Text provided START
Problems associated with environmental impact have also arisen. In Indonesia, for example, large areas of rainforest have been cleared to plant palm oils for biofuels. The country's total rainforest area will soon be about half of what it was in 1990 if current trends continue.
There have been social and economic effects too.
On the plus side, biofuel production has helped some farmers and workers boost their incomes and develop their businesses. But, as with many other types of agriculture, other workers and farmers have experienced inadequate working conditions and negative health effects from pesticide use, for example.
In Colombia, local communities have reportedly lost control of - or even been evicted from - their land to make way for biofuel production.
There is also an ongoing debate among campaigners and scientists about whether biofuel production diverts land and water away from food production, potentially limiting local food supplies and driving up prices.
A new generation of biofuels
Scientists are developing a new generation of biofuels to help avoid such problems. For example, research is exploring the use of plants' inedible, woody parts for biofuel production that would allow non-food crops such as bushes, trees and agricultural waste to be used. Trials are also underway in the United States on using algae to produce biodiesel.
Genetic modification is being used to introduce favourable traits into biofuel crops, such as higher yields or the ability to grow on non-arable land. For example, scientists are developing a genetically-modified poplar tree that is a more accessible source of cellulose for bioethanol production.
And the emerging field of synthetic biology is aiming to develop entirely new means of generating biofuels, for example by building microbes that produce hydrocarbons.
Text provided END
Data provided START
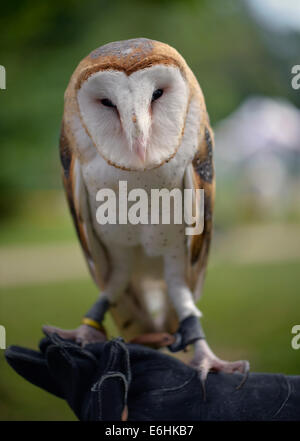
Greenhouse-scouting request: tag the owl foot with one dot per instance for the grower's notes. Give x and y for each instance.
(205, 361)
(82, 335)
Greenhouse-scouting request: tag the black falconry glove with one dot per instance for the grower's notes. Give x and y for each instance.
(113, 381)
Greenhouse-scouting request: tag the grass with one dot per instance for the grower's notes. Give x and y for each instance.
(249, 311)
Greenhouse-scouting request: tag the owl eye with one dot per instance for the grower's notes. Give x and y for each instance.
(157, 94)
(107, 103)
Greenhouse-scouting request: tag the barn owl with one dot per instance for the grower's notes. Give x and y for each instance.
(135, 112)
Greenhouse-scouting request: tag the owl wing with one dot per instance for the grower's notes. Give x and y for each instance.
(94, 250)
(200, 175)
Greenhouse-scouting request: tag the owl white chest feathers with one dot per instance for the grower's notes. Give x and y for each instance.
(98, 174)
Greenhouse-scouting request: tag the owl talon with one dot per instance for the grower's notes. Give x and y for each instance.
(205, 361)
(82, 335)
Data provided END
Data provided START
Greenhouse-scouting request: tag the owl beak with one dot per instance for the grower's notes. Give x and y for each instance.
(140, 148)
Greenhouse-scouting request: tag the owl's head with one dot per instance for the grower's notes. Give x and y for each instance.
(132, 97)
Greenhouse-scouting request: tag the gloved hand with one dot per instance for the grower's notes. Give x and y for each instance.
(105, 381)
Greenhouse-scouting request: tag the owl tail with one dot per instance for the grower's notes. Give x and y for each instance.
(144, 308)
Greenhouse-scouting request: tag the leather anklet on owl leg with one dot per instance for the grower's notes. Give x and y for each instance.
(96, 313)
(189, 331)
Data provided END
Data provided START
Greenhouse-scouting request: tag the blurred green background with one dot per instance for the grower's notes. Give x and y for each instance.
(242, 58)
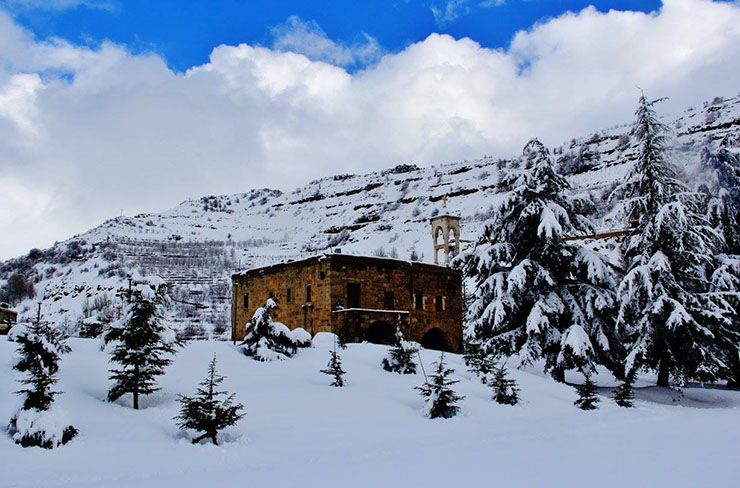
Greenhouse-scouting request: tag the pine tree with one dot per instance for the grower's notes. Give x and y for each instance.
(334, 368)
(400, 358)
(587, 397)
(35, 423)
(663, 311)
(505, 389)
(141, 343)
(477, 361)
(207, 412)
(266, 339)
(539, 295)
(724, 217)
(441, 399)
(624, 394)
Data provided END
(Task item): According to the passage on biofuels, what is being trialed in the United States? The data above are separate material, independent of the passage on biofuels.

(Response below): The use of algae to produce biodiesel is being trialed there.